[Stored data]
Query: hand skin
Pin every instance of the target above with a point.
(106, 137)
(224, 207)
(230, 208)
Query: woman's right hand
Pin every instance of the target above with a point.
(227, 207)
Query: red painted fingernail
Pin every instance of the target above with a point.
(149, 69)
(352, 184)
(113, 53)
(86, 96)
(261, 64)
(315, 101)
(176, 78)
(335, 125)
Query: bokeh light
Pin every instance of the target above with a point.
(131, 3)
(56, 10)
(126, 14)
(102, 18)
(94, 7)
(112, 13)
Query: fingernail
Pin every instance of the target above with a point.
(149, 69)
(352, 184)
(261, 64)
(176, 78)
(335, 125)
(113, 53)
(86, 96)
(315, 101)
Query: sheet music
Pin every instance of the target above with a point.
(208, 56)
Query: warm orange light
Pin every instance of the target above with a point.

» **DESCRIPTION OF THE TASK**
The answer should consist of the lines from the first line of the entries through the line with "Query: red painted fingernail", copied exactly.

» **EXERCISE SOLUTION**
Query: hand skin
Pin every instance of the target above with a point.
(106, 137)
(224, 207)
(230, 208)
Query: woman's right hand
Pin every instance of the target above with a point.
(227, 207)
Query: red painted fingernail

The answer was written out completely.